Extracted text Start Marker

Schools from across the country set up their displays in the Student Center Ballroom, awaiting students’ arrival to their respective table. Schools of law, journalism, biomedical sciences, theological seminaries, and others shared information about their programs, scholarships, and opportunities for students.

“We encourage Hampton University students to take advantage of this opportunity,” said Bessie B. Willis, Career Center Director.

Among school representatives, Hampton alumna Stephanie Joy Grigg represented Princeton Theological Seminary at the fair.

Grigg, a graduating senior at Princeton Theological Seminary, was introduced to the institution by two of her Hampton University big brothers during her undergraduate experience.

“They challenged me to go to seminary,” said Grigg. “I wanted to merge the gap between psychology and theology into one, and I chose Princeton.”

Princeton Theological Seminary has various masters programs, the most popular include the masters of divinity, masters in arts and theological study, and masters in theological education. The school requires students to take the GRE exam, complete the application process, and submit a personal statement and statement from their pastor.

Extracted text End Marker
Information shown Start Marker

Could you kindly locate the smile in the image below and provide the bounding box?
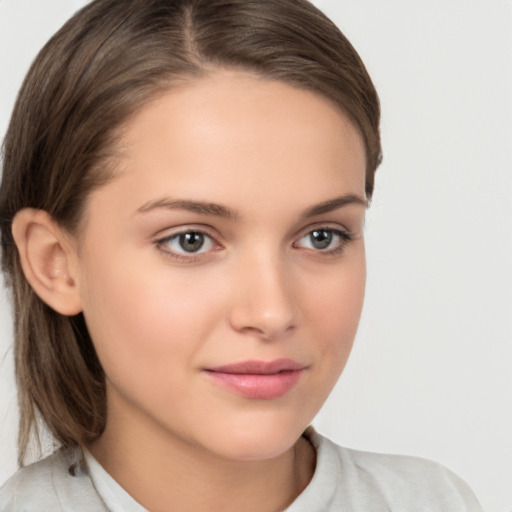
[204,359,306,400]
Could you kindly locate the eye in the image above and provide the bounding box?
[158,230,216,258]
[294,228,352,254]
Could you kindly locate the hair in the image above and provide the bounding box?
[0,0,381,465]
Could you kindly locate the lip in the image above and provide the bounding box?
[203,359,306,400]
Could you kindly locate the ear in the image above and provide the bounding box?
[12,208,82,316]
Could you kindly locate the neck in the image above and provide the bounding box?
[88,394,315,512]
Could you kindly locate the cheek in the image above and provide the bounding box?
[309,253,366,368]
[78,250,219,381]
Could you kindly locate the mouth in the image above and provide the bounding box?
[203,359,306,400]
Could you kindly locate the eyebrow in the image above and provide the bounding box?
[137,194,368,220]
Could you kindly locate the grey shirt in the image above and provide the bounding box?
[0,429,482,512]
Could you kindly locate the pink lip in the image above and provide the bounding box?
[204,359,306,400]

Information shown End Marker

Task instructions: Using the text about the school fair, list every requirement that Princeton Theological Seminary sets for students.

Reply to the exercise:
- Take the GRE exam
- Complete the application process
- Submit a personal statement
- Submit a statement from their pastor